(PASSAGE PROVIDED)

HELENA — Montanans who say they spend hundreds of dollars a month on insulin spoke Monday in favor of a bill that would require insurance companies to cap their monthly copayment at $35 for the medication that helps them regulate their blood sugar and prevent dangerous health complications.
The cost of insulin has been rising rapidly for years, including tripling between 2002 and 2013, according to the American Medical Association, even though the drug is largely unchanged.
Two of Bri Runde’s six children have diabetes and she testified the cost of insulin is “outrageous.” Runde is hoping lawmakers get her and other families drowning in insulin costs some relief.
“Our boys cannot live without insulin and it feels as though the companies manufacturing it are taking full advantage of that,” she said.
Health insurance companies oppose the bill, saying it would not solve the problem that drives the high cost of insulin. Instead, it would spread the costs of insulin to all health insurance rate payers, driving up health insurance costs.
“This really is not an insurance problem. It’s a price problem. Why are drug companies raising the cost? Because they can and they will and this bill will not stop them,’ said John Doran, vice president of external affairs at Blue Cross and Blue Shield Montana, a health insurance provider.
“Invariably, the insurance companies still pay the top dollar, and the difference comes back to our consumers in the form of higher premiums,” said Doran.
Insurance company representatives testified that the bill would take the pressure off insulin manufacturers, who would continue to charge exorbitant prices for insulin but no longer face pressure to lower costs from the public.
Bill sponsor Rep. Jessica Karjala, a Democrat from Billings, said “the question we all need to ask ourselves is whether or not we’re looking out for profit margins of insurance companies or the lives of Montanans. Are we worried about keeping insurance companies beholden to their shareholders or are we going to prioritize keeping people alive?”
The Montana House Human Services committee is expected to vote later this week on whether to advance the bill to a hearing on the floor of the Montana House.
Insulin price caps are already in place in numerous states, including Colorado, Connecticut, Delaware, Illinois, Maine, New Hampshire, New Mexico, New York, Utah, Virginia, Vermont, Washington and West Virginia. In most of those states, the monthly cost is capped at $100 per month, according to The American Diabetes Association, which advocates for people with diabetes.
The price caps have gained popularity in the last year. Colorado became the first state to pass the cap in 2019, with numerous states passing similar bills in 2020.
Bill supporters said that without a cap on the cost of insulin, people with diabetes are pushed to ration their insulin intake, leading to detrimental and potentially life-threatening health effects.
Marci Butcher, a Helena resident who advocates for patients with diabetes, including her husband, said her husband’s insulin costs have gone from $25 per vial when he was first diagnosed to $300.
“Many are forced to make the untenable choice between life-saving medication and living expenses,” Butcher said.

(End PASSAGE PROVIDED)
(COLLECTED MATERIAL)

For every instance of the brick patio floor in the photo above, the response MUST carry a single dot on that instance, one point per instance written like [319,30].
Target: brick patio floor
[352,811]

(End COLLECTED MATERIAL)

◆ **WHAT TO WORK ON**:
1. Please transcribe the insulin article starting at "Bill supporters said" and ending at "life-threatening health effects.".
2. Answer these questions from the insulin article:
(a) What monthly copayment cap would the bill require for insulin?
(b) Which state was the first to pass an insulin price cap, and in what year?
(c) How many of Bri Runde's children have diabetes?

◆ **TASK-BY-TASK RESULTS**:
1.
Bill supporters said that without a cap on the cost of insulin, people with diabetes are pushed to ration their insulin intake, leading to detrimental and potentially life-threatening health effects.

2.
(a) $35
(b) Colorado, in 2019
(c) Two